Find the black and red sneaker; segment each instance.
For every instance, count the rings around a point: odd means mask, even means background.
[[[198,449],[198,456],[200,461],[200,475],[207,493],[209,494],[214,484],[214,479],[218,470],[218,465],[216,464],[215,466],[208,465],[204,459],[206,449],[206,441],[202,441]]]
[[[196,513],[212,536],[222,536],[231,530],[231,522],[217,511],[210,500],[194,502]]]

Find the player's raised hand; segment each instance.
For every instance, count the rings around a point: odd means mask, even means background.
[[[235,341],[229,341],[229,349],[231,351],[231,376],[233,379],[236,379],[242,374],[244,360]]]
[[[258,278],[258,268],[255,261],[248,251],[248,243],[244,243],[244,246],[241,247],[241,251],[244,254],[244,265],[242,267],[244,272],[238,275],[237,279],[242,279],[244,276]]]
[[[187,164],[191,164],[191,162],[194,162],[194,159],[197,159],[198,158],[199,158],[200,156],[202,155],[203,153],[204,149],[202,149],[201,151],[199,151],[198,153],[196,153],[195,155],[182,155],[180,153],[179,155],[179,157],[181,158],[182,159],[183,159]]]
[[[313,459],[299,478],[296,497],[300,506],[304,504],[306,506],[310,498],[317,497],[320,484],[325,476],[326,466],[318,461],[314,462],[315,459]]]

---*---

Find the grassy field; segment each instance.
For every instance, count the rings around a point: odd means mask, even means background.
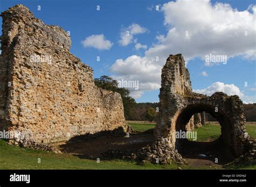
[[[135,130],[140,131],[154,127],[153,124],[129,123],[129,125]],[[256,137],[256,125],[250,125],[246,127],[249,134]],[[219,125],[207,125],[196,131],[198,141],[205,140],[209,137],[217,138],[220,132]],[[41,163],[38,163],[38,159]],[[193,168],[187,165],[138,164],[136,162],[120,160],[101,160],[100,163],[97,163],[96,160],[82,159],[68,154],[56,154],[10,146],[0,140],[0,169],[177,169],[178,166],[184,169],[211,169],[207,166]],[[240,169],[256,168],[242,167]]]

---*---

Select every line in the material above that contains the word "Find". Copy each of those lines in full.

Find the black and red sneaker; segment each instance.
Find the player's raised hand; segment each instance.
Find the grassy field; segment each instance.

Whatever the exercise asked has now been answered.